[JOB]
Please rewrite the lines below, swapping "yellow reflective vest" for "orange safety vest" wherever it occurs and keeping everything else the same. Omit the pictures from your answer.

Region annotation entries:

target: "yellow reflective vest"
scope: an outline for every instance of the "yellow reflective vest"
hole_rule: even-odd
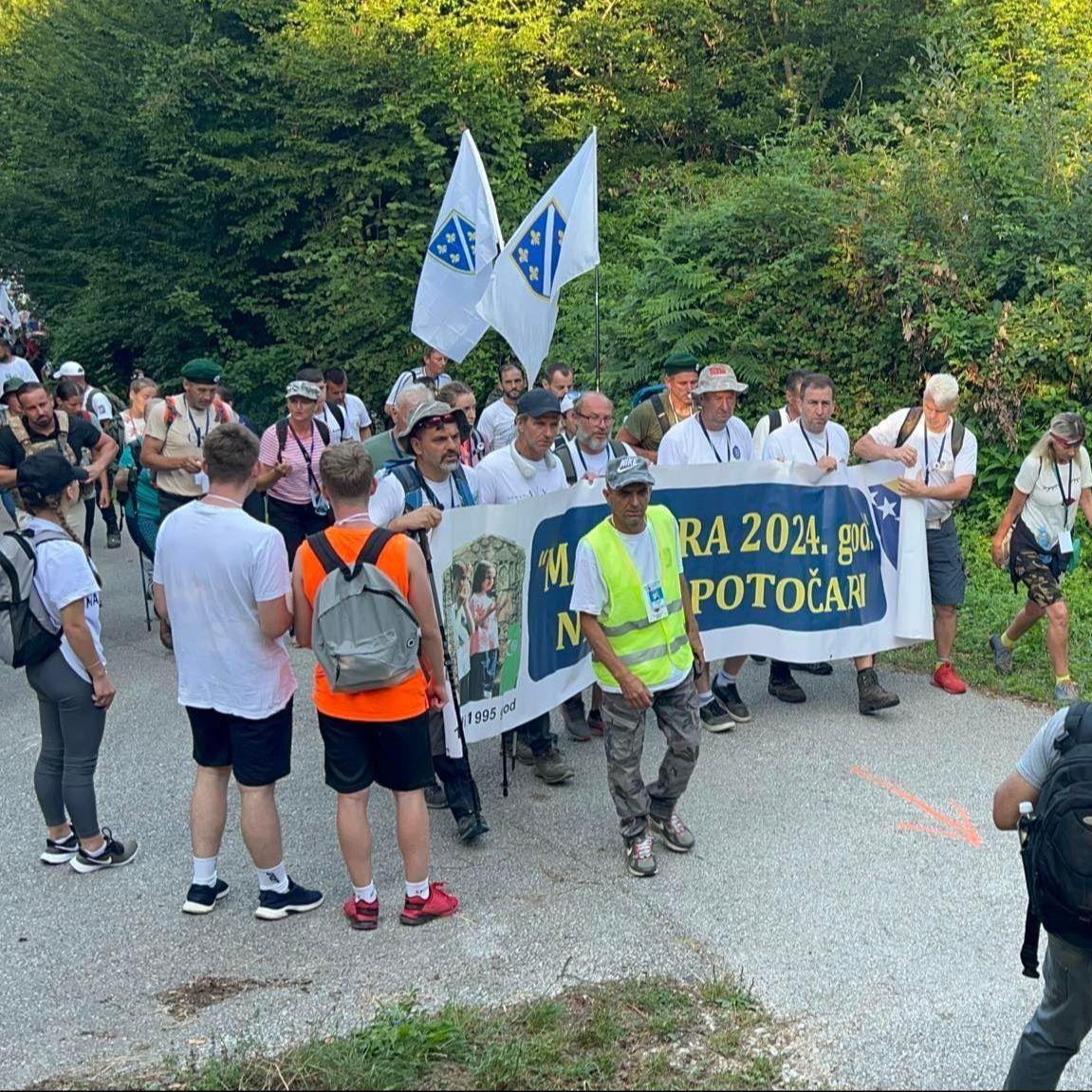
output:
[[[584,542],[600,563],[607,587],[607,604],[598,622],[614,654],[650,689],[666,682],[693,664],[682,610],[681,573],[676,565],[675,519],[663,505],[649,508],[646,519],[656,542],[665,617],[649,621],[641,575],[633,565],[610,518],[593,527]],[[592,656],[596,677],[617,689],[617,679]]]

[ANSWER TO THE TASK]
target: "orange safety vest"
scope: an outline for every instance of the "orange safety vest"
hole_rule: even-odd
output:
[[[584,542],[600,563],[607,587],[607,604],[598,622],[614,654],[650,689],[666,682],[693,664],[682,610],[681,573],[676,565],[675,519],[663,505],[649,508],[646,519],[656,542],[665,617],[649,621],[641,575],[633,565],[610,518],[593,527]],[[592,656],[596,677],[617,689],[617,679]]]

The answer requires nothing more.